───── TEXTO DADO
Va cayendo la tarde y el sol agota sus últimos recursos. El cielo se tornasola de dorados y los celestes mutan a suaves malvas. Pero antes de que éstos se transformen en azules casi negros, allá cerca del Compás de Palacio se abrirá un portalón para perpetuar la muerte en las pupilas.
Como si de un ordenado cortejo de oscuras golondrinas se tratara, poco a poco, lentamente, un negro río de carbón va tomando la estrechez de las calles jalonadas de naranjos, segueteando con los perfiles de los capirotes la cal de las paredes de la Parroquia algabeña.
Todo está medido. Todo es pausado. Nada escapa a la improvisación o al nervio, porque la serenidad natural de los acontecimientos es la mejor compañera de ánimo posible. La elegancia apátrida del dolor extiende sus alas a través de negras túnicas de cola, que se bambolean entre rezos, penitencias y silencio.
──────────
| CONJUNTO DE TAREAS |
[1] Vuelve a escribir el texto dado completo, sin cambiar nada.
[2] Reúne todas las líneas de las entradas que contengan la palabra "hazy". Distingue entre mayúsculas y minúsculas.
───── DATOS EXTRAÍDOS
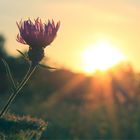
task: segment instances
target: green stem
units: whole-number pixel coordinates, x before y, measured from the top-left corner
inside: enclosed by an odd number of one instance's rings
[[[27,81],[29,80],[29,78],[31,77],[31,75],[33,74],[33,72],[35,71],[37,65],[36,66],[31,66],[29,71],[27,72],[26,76],[23,78],[23,80],[21,81],[20,85],[18,88],[16,88],[16,90],[11,94],[10,98],[8,99],[8,102],[5,104],[5,106],[3,107],[1,113],[0,113],[0,118],[3,117],[3,115],[7,112],[8,108],[10,107],[11,103],[14,101],[14,99],[16,98],[16,96],[19,94],[19,92],[21,91],[21,89],[25,86],[25,84],[27,83]]]
[[[5,68],[6,68],[6,72],[7,72],[7,75],[8,75],[8,78],[9,78],[9,81],[11,82],[12,84],[12,87],[14,88],[14,90],[17,88],[16,84],[15,84],[15,81],[14,81],[14,78],[12,76],[12,73],[11,73],[11,70],[9,68],[9,65],[7,64],[7,62],[4,60],[4,59],[1,59],[3,64],[5,65]]]

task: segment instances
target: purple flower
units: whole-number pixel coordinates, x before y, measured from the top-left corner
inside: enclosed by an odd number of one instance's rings
[[[60,22],[42,23],[40,18],[32,22],[30,19],[17,23],[20,34],[17,41],[29,45],[28,57],[32,63],[37,64],[44,57],[44,48],[52,43],[57,35]]]
[[[17,23],[20,34],[17,35],[17,41],[22,44],[28,44],[31,48],[45,48],[50,45],[56,37],[60,22],[55,25],[54,21],[42,23],[40,18],[35,19],[34,23],[28,19]]]

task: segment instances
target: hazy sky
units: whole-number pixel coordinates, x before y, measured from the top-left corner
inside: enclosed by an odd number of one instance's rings
[[[0,0],[0,32],[11,54],[27,49],[15,40],[15,22],[28,17],[61,21],[56,40],[46,49],[46,55],[60,64],[80,69],[82,50],[106,39],[140,70],[139,0]]]

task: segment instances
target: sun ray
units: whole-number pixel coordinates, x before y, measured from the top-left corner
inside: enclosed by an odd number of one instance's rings
[[[107,70],[125,60],[124,55],[107,41],[99,41],[82,53],[83,69],[86,73]]]

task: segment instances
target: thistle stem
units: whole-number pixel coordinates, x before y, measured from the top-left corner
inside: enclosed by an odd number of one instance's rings
[[[33,74],[33,72],[35,71],[36,67],[37,67],[37,65],[31,65],[30,66],[29,71],[27,72],[26,76],[23,78],[23,80],[21,81],[19,86],[16,88],[16,90],[11,94],[11,96],[9,97],[7,103],[3,107],[3,109],[2,109],[2,111],[0,113],[0,118],[3,117],[3,115],[7,112],[7,110],[9,109],[9,107],[11,105],[11,103],[14,101],[14,99],[19,94],[21,89],[26,85],[27,81],[30,79],[30,77]]]
[[[12,76],[12,73],[11,73],[11,70],[9,68],[9,65],[7,64],[7,62],[4,59],[1,59],[1,60],[2,60],[3,64],[5,65],[6,72],[7,72],[8,78],[9,78],[9,81],[11,82],[12,87],[15,90],[17,88],[17,86],[15,84],[15,81],[14,81],[14,78]]]

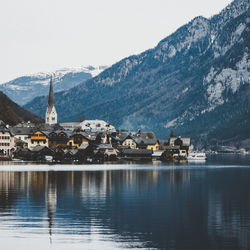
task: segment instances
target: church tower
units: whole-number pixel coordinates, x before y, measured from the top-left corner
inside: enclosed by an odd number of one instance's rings
[[[45,123],[49,125],[57,123],[57,113],[54,104],[52,77],[50,78],[49,99],[48,99],[48,106],[46,109]]]

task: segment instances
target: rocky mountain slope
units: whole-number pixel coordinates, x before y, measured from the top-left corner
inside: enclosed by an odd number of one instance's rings
[[[98,75],[105,68],[105,66],[64,68],[51,73],[42,72],[22,76],[1,84],[0,91],[3,91],[19,105],[24,105],[34,99],[34,97],[48,94],[48,84],[51,75],[53,76],[54,90],[59,92],[73,88],[84,80]]]
[[[142,54],[55,95],[61,121],[80,114],[121,128],[196,140],[250,137],[250,0],[196,17]],[[28,109],[45,113],[46,97]]]
[[[41,122],[42,120],[30,111],[18,106],[0,91],[0,120],[5,124],[16,125],[22,121]]]

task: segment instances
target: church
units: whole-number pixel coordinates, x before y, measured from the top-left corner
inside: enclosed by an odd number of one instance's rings
[[[45,123],[48,125],[57,124],[57,112],[54,102],[52,77],[50,78],[49,98],[45,115]]]

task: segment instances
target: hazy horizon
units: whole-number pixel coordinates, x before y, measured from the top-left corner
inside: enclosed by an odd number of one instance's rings
[[[231,0],[24,0],[0,8],[0,83],[66,67],[112,65],[153,48],[196,16]]]

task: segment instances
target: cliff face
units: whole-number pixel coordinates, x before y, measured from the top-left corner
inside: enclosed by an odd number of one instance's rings
[[[61,121],[104,119],[117,127],[196,138],[250,135],[249,0],[194,18],[154,49],[123,59],[55,95]],[[26,107],[42,115],[46,98]]]
[[[9,125],[22,121],[41,122],[42,120],[30,111],[18,106],[0,91],[0,120]]]

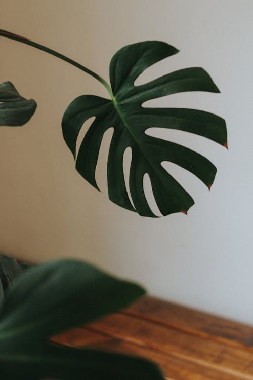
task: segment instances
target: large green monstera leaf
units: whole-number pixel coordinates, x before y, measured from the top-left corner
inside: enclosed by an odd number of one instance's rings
──────────
| SOLUCIONES POR TAREA |
[1]
Va cayendo la tarde y el sol agota sus últimos recursos. El cielo se tornasola de dorados y los celestes mutan a suaves malvas. Pero antes de que éstos se transformen en azules casi negros, allá cerca del Compás de Palacio se abrirá un portalón para perpetuar la muerte en las pupilas.
Como si de un ordenado cortejo de oscuras golondrinas se tratara, poco a poco, lentamente, un negro río de carbón va tomando la estrechez de las calles jalonadas de naranjos, segueteando con los perfiles de los capirotes la cal de las paredes de la Parroquia algabeña.
Todo está medido. Todo es pausado. Nada escapa a la improvisación o al nervio, porque la serenidad natural de los acontecimientos es la mejor compañera de ánimo posible. La elegancia apátrida del dolor extiende sus alas a través de negras túnicas de cola, que se bambolean entre rezos, penitencias y silencio.

[2]
target: hazy sky
target: hazy horizon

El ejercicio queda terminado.